[TEXT BLOCK]
*** Block opens ***

Once on the islands, these people were well aware of the power of the volcano. Saladoid sites in Dominica and Martinique have been found covered in volcanic ash. They would have witnessed the periodic swarms of tremors, earthquakes and the eruptions themselves. Along the chain there were fumeroles and smouldering craters and crater lakes as here in Grenada. In Kalinago myth, which was handed down through other previous occupants of the islands, there was a time when all the land was hot and soft and rose out of the sea (Taylor 1952). Animals came upon these soft islands led by the island version of the South American anaconda in the form of antillian boa constrictors. These arrival points were geological features called dykes, where volcanic forces have split the bedrock forcing the lava through the crack horizontally.

volcano zemis The three-pointer volcano zemis represented the spirit that gave fertility to the land. It made things grow, it brought rain just as the mountain peaks caused rain to fall. It balanced the dry season with the wet. It was in effect the whole bounty of the island.

Small zemis of this type were buried in fields to make crops grow, larger ones of stone were carved with the earth spirit at their base holding the volcano on the back. "The earth was an indulgent mother who furnished them with all things necessary to life" (Davies:1666:277). "Our gods have made our country and cause our manioc to grow", the Kalinago told Christian missionaries. To the zemis they make offerings of cassava and their first fruit (Davies: 1666:278-79).

 

The Cycle of the Year

Horticulture had to be even more carefully controlled and understood than hunting and gathering for food and materials for tools. Knowledge of the seasonal changes on this tropical island was crucial and it was also anchored by myth. Every year planet Earth goes through its seasonal cycles as it tilts backwards and forwards in its continuous journey around the sun. For thousands of years, all over the planet, groups of human beings have patterned their lives and their beliefs on this cycle of the seasons. Agricultural people, herders of livestock, hunters and gatherers all created religions to give order to their lives and to explain the world around them and their place within it. Most of their religious festivals were, or still are, based on these seasonal changes and apparent movements of the sun. Winter, spring, summer and autumn are the marked seasons of the temperate regions of the northern and southern hemisphere. When colonizers arrived in the Caribbean from Western Europe, they brought their own seasonal and religious perception of the temperate, Christianized world with them. As the conquerors, this "world view" was omnipotent and it was superimposed upon the tropical environment and the people who were found here.


But for those descendants of tribes who had inhabited the islands of the Caribbean for some 4,500 years previously, there was another perception of reality, another "world view". It was based on the accumulated ancestral knowledge of a tropical island world. Here in the Caribbean, the main annual changes are marked by the wet season and the dry season.


The Kalinago people, like their other Amerindian ancestors who lived on the islands before them, divided the year into these two seasons. One half of the year was male, the other half was female. The male was dry. The Female was wet. The men were represented by the image of the bat and the women by the image of the frog. The dry season was the time of the Bat Man. The wet season was the time of the Frog Woman. The time of the Bat Man begins on December 21 when the sun appears to be at its furthest point south, while the time of the Frog Woman begins on 21 June when the sun appears to be at its furthest point north.

*** Block closes ***

[ABOUT THIS TASK] Please list every island that the text on Kalinago myth and seasons names.

[DATA SHOWN]
*** Block opens ***

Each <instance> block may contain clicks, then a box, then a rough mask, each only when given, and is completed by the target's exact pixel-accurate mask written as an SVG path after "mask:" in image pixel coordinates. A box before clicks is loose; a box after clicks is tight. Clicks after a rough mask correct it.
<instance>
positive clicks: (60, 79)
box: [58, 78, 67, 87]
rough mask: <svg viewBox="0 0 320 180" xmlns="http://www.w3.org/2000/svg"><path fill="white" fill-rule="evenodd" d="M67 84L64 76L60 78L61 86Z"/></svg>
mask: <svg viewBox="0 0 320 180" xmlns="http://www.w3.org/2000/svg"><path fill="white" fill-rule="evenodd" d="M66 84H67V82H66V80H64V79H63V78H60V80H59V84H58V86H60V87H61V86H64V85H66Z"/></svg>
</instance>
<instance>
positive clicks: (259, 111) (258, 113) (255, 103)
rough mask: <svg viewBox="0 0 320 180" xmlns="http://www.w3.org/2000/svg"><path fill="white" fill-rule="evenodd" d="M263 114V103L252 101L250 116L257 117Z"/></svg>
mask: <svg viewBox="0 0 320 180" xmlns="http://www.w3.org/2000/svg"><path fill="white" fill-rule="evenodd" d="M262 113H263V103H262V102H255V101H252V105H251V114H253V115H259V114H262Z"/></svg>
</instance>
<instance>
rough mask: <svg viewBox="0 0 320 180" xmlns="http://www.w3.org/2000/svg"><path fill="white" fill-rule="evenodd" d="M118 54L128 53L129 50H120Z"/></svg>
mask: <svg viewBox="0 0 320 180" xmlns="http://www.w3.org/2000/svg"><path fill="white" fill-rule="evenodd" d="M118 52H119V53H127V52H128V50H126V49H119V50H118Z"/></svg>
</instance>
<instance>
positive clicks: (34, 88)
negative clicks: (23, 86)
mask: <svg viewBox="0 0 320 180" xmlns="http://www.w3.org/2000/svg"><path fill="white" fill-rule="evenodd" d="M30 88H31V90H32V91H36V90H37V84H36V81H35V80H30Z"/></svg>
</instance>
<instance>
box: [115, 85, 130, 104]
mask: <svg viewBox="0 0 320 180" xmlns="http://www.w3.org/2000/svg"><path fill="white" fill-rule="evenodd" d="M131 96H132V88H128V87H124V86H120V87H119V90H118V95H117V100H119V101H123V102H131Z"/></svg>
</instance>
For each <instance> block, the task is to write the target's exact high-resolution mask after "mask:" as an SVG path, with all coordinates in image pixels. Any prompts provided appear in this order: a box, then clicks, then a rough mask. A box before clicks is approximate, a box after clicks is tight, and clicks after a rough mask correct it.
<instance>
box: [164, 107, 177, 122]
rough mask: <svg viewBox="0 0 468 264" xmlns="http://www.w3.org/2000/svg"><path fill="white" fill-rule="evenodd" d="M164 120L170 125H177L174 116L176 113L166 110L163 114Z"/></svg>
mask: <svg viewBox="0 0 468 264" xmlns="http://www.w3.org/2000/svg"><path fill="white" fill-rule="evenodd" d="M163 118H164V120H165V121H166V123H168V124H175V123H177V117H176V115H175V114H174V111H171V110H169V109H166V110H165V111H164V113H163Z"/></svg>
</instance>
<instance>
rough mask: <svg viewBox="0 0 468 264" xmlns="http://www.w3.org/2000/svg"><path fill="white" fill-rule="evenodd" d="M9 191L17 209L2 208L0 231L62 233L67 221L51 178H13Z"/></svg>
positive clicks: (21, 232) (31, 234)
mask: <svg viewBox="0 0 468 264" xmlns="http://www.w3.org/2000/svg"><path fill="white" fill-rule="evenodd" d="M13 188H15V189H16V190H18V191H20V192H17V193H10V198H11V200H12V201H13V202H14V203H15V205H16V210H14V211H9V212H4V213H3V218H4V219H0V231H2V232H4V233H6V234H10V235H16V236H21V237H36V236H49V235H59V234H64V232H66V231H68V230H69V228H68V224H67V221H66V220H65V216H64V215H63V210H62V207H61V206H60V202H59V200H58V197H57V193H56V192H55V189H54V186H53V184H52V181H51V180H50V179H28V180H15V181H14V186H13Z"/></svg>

*** Block closes ***

[FINAL ANSWER] Dominica, Martinique, Grenada